▶ [SOURCE DOCUMENT]
-=-=-

Traces synthesizing the response of intradental substructure density changes (DEJ, CDJ, etc) to cylindrical or plane waves are obtained for a succession of shot point locations along a line of profile. The traces obtained are then shifted to produce the effect of a steered or beamed wave front and the steered traces and original trace for each shot point are summed to form synthesized trace for a beamed wave front. The synthesized traces are then collected into sets are assembled to form a plurality of synthesized sections, beamed vertically downward (or other directions). A number of these sections are then individually imaged or migrated, and the migrated sections are summed to form a migrated 2-dimensional stack of data from cylindrical or plane wave exploration. Reflectors are located correctly in the in-line direction. The traces for shot points of the lines which are perpendicular to these lines are then assembled and processed to obtain a 3-dimensional migrated image.

Principles: Using waves generated by individual surfaces sources positioned on the tooth 3 dimensional reflection surveys can be generated. Separate digital recordings are then made by multiple receivers following each vibration sweep. Based on Huygens' principle (successive wave fronts acting as a source for new wavefronts) a sophisticated computerized process can be developed to model the arrival times seen on recorded traces from each intradental tooth reflecting alyer. This can be modeled after the exploding reflector model in seismology. This data can be processed using the 3 dimensional migration theory.

DESCRIPTION OF INVENTION

To overcome the inconveniences of existing technologies, the invention proposes an apparatus for determination of internal and/or external tooth structure of a solid object, especially for medical, dental or civil engineering objects, comprising a wave generating source, a wave receiver and a signal evaluation unit, characterized in that there are at least two receivers spaced apart, in that the source can be placed at a first position and possibly to numerous other positions at known distances apart.

A further object of the invention is a method for determination of the external and/or internal structure of solid objects, especially for medical and dental objects, where in a first step at least one wave generating source and at least two wave receivers are placed at or nearby the object, that in a second step a first seismic wave is emitted by the source and received by the receivers whereby the wave has traveled through the object by seismic wave propagation, that in a third step a second wave is emitted by the source and received by the receivers whereby the wave has traveled through the object by seismic wave propagation This process is repeated an adequate number of times delivering a set of received signals.

-=-=-

▶ [RAW DATA]
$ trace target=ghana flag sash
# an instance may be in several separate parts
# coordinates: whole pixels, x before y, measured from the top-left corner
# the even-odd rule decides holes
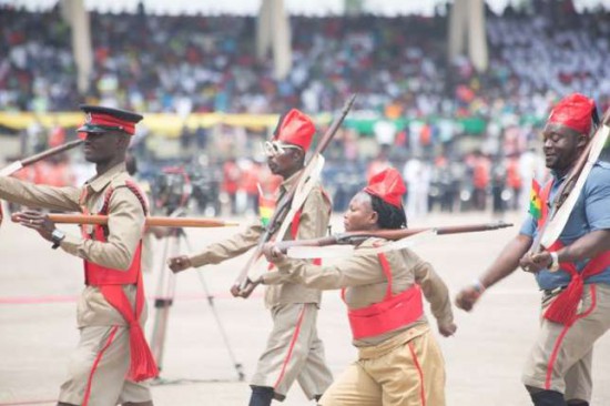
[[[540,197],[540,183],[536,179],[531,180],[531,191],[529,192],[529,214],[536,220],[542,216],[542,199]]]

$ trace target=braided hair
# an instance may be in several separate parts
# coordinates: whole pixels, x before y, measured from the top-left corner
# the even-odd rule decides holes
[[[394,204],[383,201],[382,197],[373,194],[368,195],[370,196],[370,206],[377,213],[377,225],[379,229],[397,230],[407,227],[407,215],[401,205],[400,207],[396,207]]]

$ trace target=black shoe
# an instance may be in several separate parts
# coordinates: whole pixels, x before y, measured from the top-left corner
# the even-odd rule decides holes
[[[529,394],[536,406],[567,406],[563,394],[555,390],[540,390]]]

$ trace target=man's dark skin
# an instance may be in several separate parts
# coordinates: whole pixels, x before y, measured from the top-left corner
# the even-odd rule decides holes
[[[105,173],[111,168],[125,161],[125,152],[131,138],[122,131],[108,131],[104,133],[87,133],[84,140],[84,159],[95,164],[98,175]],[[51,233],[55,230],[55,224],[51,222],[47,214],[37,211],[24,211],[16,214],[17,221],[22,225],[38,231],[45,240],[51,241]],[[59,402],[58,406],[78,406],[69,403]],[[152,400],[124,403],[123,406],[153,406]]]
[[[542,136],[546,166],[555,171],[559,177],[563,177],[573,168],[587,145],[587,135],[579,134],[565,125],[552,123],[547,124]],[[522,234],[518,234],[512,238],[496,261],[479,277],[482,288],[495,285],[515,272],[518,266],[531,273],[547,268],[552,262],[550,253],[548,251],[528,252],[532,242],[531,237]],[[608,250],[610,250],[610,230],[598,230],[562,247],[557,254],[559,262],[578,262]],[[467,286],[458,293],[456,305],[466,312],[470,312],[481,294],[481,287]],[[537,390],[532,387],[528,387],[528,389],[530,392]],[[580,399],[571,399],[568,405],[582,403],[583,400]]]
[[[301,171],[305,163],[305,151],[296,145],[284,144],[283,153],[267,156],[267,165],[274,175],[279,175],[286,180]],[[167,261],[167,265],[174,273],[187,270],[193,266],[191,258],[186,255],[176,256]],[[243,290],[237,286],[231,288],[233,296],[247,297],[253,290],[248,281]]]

-=-=-

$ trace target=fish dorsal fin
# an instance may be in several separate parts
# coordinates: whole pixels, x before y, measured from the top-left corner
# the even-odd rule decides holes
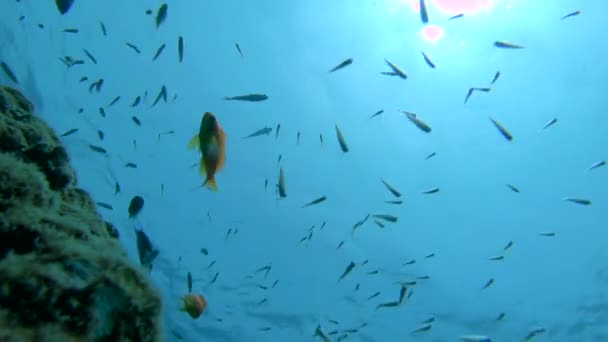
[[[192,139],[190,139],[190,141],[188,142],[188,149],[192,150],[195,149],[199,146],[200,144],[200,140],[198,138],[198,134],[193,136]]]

-=-=-

▶ [TASK SET]
1. From the passage on seismic imaging of teeth, write out everything from "DESCRIPTION OF INVENTION" down to "known distances apart.".
2. According to the passage on seismic imaging of teeth, why are the traces obtained for each shot point shifted? Answer in one to three sentences.
3. Answer these questions from the passage on seismic imaging of teeth:
(a) What principle is the computerized modeling of arrival times based on?
(b) At least how many receivers does the proposed apparatus have, and how are they arranged?
(c) What is formed when the migrated sections are summed?
The listing has no connection to the text.

▶ [TASK-BY-TASK SOLUTIONS]
1.
DESCRIPTION OF INVENTION

To overcome the inconveniences of existing technologies, the invention proposes an apparatus for determination of internal and/or external tooth structure of a solid object, especially for medical, dental or civil engineering objects, comprising a wave generating source, a wave receiver and a signal evaluation unit, characterized in that there are at least two receivers spaced apart, in that the source can be placed at a first position and possibly to numerous other positions at known distances apart.

2. The traces are shifted to produce the effect of a steered or beamed wave front. The steered traces and the original trace for each shot point are then summed to form a synthesized trace for a beamed wave front.

3.
(a) Huygens' principle, in which successive wave fronts act as a source for new wavefronts.
(b) At least two receivers, spaced apart.
(c) A migrated 2-dimensional stack of data from cylindrical or plane wave exploration.